#### TASK PROMPT:
How many lines in the records below contain the string "headlight"? Give only the number.

[Coordinate annotation entries]

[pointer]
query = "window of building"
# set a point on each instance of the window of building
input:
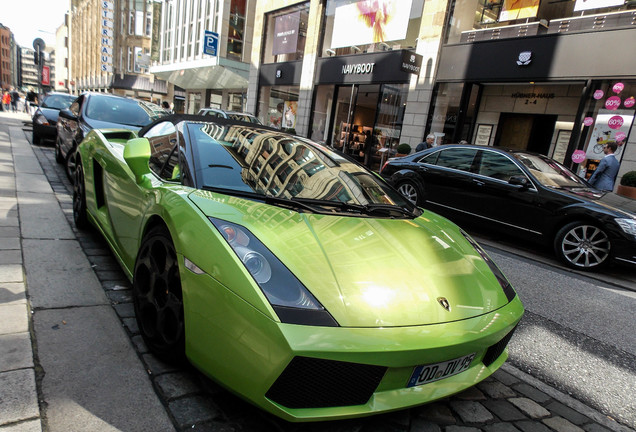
(236, 29)
(351, 28)
(285, 34)
(466, 16)
(278, 105)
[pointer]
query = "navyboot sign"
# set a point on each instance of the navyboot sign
(360, 68)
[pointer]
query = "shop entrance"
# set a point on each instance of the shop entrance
(354, 119)
(532, 132)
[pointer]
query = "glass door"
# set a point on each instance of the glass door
(342, 124)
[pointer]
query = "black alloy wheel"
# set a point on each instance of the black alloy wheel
(583, 246)
(71, 164)
(58, 152)
(410, 191)
(158, 298)
(79, 198)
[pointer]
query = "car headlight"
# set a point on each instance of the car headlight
(40, 119)
(292, 302)
(503, 281)
(627, 225)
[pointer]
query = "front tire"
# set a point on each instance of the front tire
(158, 297)
(410, 191)
(583, 246)
(79, 198)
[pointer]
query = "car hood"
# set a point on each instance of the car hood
(372, 272)
(609, 200)
(98, 124)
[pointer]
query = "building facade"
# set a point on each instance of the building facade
(110, 46)
(552, 77)
(6, 58)
(205, 51)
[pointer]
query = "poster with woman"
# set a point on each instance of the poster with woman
(609, 125)
(289, 114)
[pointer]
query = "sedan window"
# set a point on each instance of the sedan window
(498, 166)
(457, 158)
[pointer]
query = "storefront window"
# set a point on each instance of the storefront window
(236, 30)
(447, 121)
(352, 27)
(469, 15)
(277, 107)
(285, 34)
(609, 118)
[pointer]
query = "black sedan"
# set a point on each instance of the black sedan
(46, 114)
(524, 194)
(98, 111)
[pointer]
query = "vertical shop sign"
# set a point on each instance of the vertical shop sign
(286, 29)
(106, 36)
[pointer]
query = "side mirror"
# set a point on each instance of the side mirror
(137, 156)
(67, 113)
(519, 181)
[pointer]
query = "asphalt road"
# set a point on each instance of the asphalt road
(578, 332)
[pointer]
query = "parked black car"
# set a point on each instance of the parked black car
(46, 114)
(98, 111)
(526, 194)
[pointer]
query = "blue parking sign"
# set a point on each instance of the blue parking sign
(210, 43)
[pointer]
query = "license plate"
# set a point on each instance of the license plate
(434, 372)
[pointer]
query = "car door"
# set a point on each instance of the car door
(127, 201)
(446, 177)
(68, 125)
(498, 201)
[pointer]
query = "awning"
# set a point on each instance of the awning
(217, 73)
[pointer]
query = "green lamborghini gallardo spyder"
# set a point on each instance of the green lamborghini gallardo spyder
(289, 273)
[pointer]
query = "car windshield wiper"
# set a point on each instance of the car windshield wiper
(268, 199)
(389, 209)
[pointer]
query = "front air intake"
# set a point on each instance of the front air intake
(317, 383)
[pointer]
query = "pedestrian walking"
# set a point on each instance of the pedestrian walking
(6, 100)
(15, 97)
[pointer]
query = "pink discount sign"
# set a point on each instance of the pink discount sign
(613, 103)
(615, 122)
(618, 87)
(578, 156)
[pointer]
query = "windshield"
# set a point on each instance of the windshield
(58, 101)
(123, 110)
(272, 164)
(549, 172)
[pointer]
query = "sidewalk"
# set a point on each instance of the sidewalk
(72, 352)
(67, 362)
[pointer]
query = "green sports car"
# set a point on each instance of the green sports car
(288, 273)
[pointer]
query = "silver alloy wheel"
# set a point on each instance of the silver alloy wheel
(409, 191)
(585, 246)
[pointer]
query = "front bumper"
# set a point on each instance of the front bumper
(252, 355)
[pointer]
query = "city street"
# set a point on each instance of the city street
(572, 364)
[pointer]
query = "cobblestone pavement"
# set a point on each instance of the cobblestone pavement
(508, 401)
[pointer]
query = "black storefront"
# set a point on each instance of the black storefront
(587, 63)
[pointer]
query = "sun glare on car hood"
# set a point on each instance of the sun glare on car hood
(371, 272)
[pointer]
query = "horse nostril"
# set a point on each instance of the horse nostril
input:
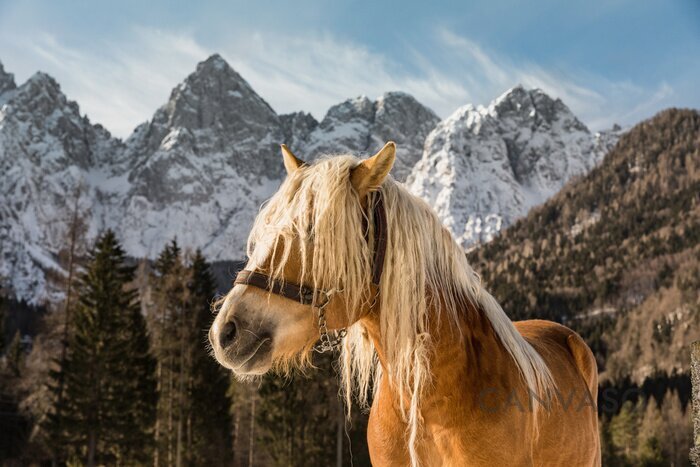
(227, 334)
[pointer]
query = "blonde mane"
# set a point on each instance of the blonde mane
(318, 205)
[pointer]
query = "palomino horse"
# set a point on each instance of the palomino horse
(453, 380)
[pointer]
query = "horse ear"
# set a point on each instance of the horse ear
(370, 173)
(291, 162)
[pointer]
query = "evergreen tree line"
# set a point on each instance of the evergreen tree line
(120, 374)
(647, 433)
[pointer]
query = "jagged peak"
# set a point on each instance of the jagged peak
(43, 80)
(7, 80)
(214, 64)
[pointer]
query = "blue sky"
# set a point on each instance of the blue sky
(615, 61)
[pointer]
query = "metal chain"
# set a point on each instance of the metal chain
(327, 343)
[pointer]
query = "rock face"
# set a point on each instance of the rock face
(51, 160)
(198, 170)
(363, 126)
(484, 167)
(202, 166)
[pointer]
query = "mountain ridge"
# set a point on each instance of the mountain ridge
(198, 170)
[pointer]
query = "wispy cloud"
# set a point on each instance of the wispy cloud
(125, 82)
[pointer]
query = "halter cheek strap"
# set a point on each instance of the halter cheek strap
(320, 299)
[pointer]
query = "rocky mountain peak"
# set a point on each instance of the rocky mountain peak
(214, 96)
(362, 126)
(484, 167)
(7, 80)
(533, 105)
(41, 96)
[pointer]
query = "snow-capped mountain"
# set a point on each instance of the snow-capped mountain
(201, 167)
(360, 126)
(484, 167)
(51, 160)
(198, 170)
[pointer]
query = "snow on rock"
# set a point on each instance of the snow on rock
(201, 167)
(363, 126)
(484, 167)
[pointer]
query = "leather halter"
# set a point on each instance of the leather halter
(306, 295)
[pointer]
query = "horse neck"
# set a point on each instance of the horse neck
(466, 358)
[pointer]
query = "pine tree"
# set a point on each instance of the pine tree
(210, 419)
(15, 356)
(623, 432)
(106, 412)
(171, 327)
(296, 416)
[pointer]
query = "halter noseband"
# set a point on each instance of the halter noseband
(307, 296)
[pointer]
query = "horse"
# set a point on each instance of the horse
(345, 254)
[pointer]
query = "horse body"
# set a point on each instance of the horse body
(455, 381)
(478, 412)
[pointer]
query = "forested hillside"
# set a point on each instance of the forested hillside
(616, 256)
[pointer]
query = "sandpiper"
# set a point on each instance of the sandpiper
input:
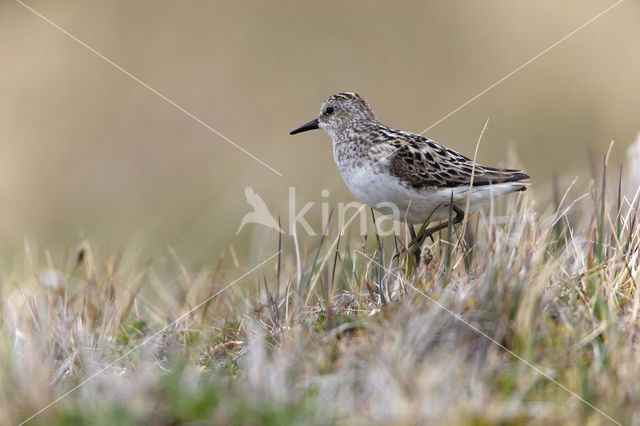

#### ANSWER IN FULL:
2